_Work instructions:_
In the data below, count every line that holds the string "uses" and reply with the number alone.

_Records to use:_
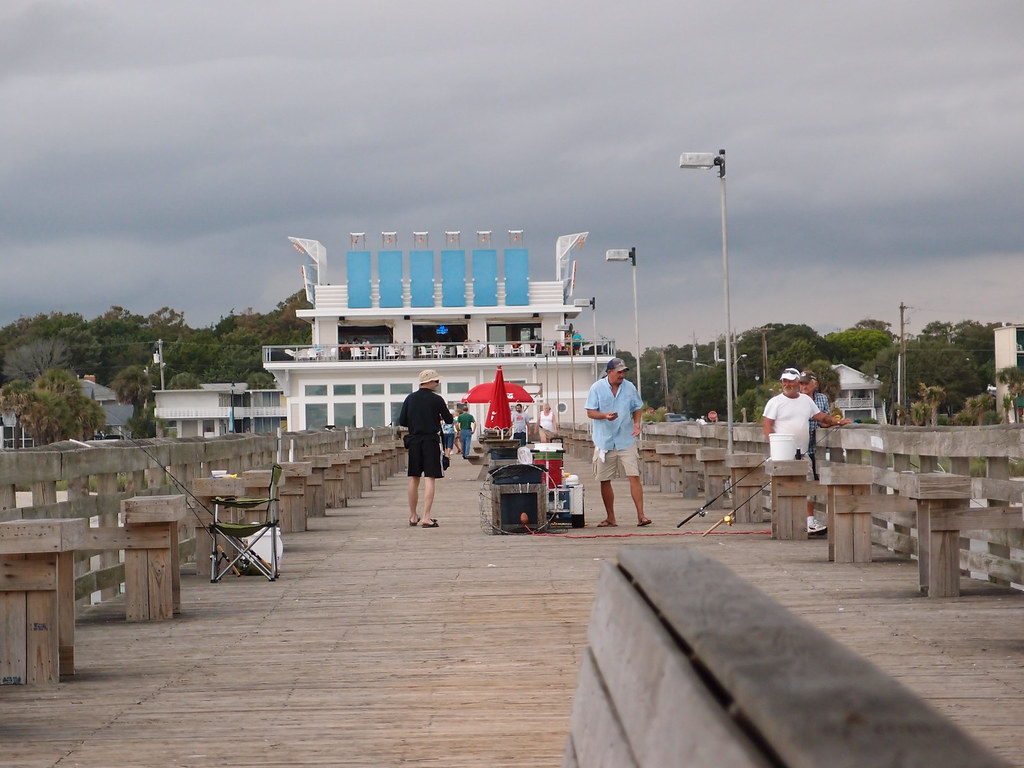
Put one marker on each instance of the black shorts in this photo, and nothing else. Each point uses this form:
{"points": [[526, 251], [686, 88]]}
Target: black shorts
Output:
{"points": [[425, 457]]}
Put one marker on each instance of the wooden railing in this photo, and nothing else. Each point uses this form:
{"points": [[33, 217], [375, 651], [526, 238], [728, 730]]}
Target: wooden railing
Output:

_Reply:_
2